### The task
Return every line in the records that contains the string "Lookup". Case counts, so match it letter for letter.

### Data entries

────────────────────

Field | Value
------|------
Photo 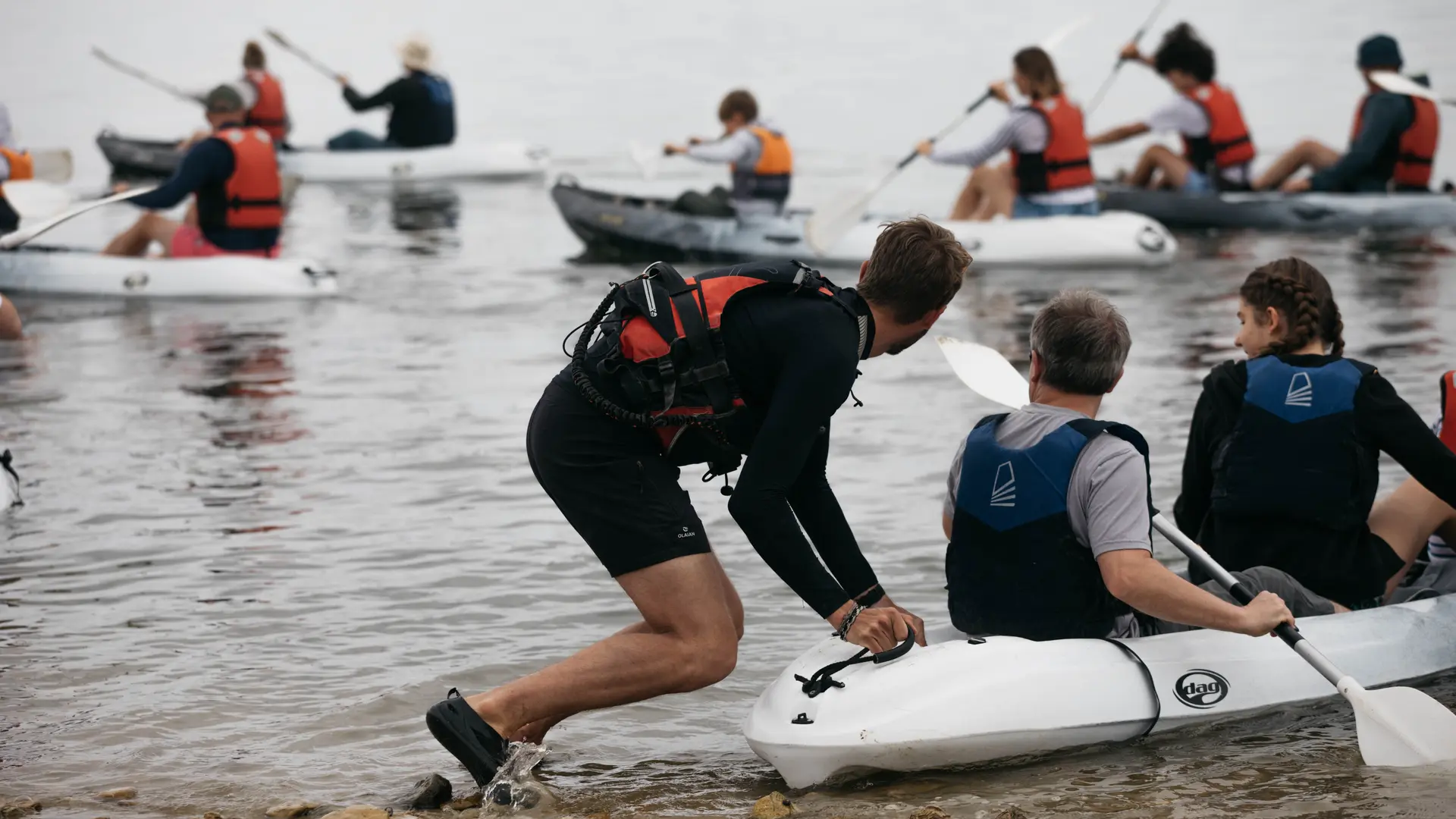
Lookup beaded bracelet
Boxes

────────────────────

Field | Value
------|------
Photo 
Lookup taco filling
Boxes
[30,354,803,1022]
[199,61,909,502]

────────────────────

### Response to this task
Lookup beaded bracelet
Lookup taco filling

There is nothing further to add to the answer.